— PROBLEM —
Filter this data down to the lines that hold "blue", and copy them.

[Point-per-instance localization data]
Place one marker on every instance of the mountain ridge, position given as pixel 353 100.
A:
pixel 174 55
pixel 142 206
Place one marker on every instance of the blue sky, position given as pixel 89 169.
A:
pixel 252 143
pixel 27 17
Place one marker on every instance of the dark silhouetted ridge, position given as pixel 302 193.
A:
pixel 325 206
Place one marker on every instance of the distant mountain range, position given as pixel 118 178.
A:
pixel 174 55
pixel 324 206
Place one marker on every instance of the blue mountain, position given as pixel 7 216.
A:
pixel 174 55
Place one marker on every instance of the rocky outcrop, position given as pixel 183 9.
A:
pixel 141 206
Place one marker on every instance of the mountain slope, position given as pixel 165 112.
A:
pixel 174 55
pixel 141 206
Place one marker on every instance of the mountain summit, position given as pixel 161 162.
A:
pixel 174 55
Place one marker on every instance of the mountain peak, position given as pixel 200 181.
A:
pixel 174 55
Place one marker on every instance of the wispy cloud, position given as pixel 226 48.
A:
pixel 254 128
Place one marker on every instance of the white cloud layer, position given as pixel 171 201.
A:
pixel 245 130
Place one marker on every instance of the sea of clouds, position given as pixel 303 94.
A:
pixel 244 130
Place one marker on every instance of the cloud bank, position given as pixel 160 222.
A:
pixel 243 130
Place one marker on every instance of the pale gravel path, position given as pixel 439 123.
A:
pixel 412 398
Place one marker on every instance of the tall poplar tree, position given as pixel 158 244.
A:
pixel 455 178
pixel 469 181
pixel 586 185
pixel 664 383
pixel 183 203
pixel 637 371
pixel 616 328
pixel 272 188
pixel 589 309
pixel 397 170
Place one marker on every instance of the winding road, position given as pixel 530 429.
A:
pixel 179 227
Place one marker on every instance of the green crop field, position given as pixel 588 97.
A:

— OUTPUT BELOW —
Place one marker on every instance of the blue sky, position given as pixel 89 169.
Place one marker on every instance of the blue mountain, position given as pixel 7 216.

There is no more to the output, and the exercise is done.